Что, согласно тексту ниже о России, проступает сквозь покрывало византийской иерархичности?

*Приведённый текст:*

■ ■ ■ ■ ■

Географическое дыхание России

История России – это цепь бесконечных метаний, извечный выбор между розгами и смутой, терпением и погромом, беспределом и беспредельной подчинённостью. Русским чужда мера, кризис власти для них равносилен краху отечества. Вероятно, так проявляется монгольское наследство: сквозь покрывало византийской иерархичности проступает бунчук белого ханства.

Пёстрое лоскутное одеяло, сшитое из разных народов, религий и обычаев, сегодня Россия трещит по швам. Её распад для многих – очевидность, ведь когда судьба страны в руках тех, от кого ничего не зависит, она обречена. Пытаясь угадать будущее, мы оглядываемся по сторонам. Но, быть может, грядущее лежит в истории государства, отражаясь в нём, как небо – в озёрной глади?

■ ■ ■ ■ ■

*Предоставленный список:*

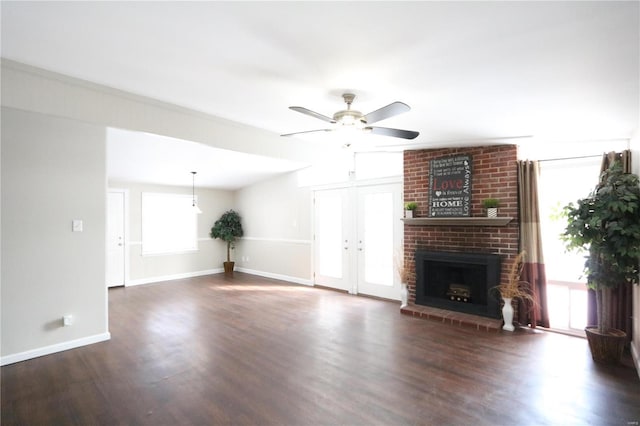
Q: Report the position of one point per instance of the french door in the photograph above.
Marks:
(357, 235)
(116, 249)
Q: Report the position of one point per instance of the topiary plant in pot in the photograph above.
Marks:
(228, 228)
(606, 224)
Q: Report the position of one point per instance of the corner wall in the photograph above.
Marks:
(277, 236)
(206, 260)
(53, 171)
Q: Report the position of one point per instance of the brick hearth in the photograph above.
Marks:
(459, 319)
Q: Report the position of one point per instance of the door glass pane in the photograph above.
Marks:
(329, 244)
(378, 236)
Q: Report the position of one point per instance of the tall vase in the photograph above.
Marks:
(507, 314)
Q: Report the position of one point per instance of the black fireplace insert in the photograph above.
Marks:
(458, 281)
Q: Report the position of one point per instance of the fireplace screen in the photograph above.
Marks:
(458, 281)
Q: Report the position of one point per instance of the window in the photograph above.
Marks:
(169, 225)
(562, 182)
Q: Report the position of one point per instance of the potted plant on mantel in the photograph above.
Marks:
(491, 204)
(228, 228)
(410, 208)
(607, 225)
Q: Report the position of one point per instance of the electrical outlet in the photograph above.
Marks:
(67, 320)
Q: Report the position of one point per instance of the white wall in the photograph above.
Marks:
(276, 216)
(53, 171)
(211, 253)
(33, 89)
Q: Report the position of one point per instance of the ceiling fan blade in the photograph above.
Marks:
(308, 131)
(396, 133)
(313, 114)
(386, 112)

■ ■ ■ ■ ■

*Решение задания:*
Бунчук белого ханства.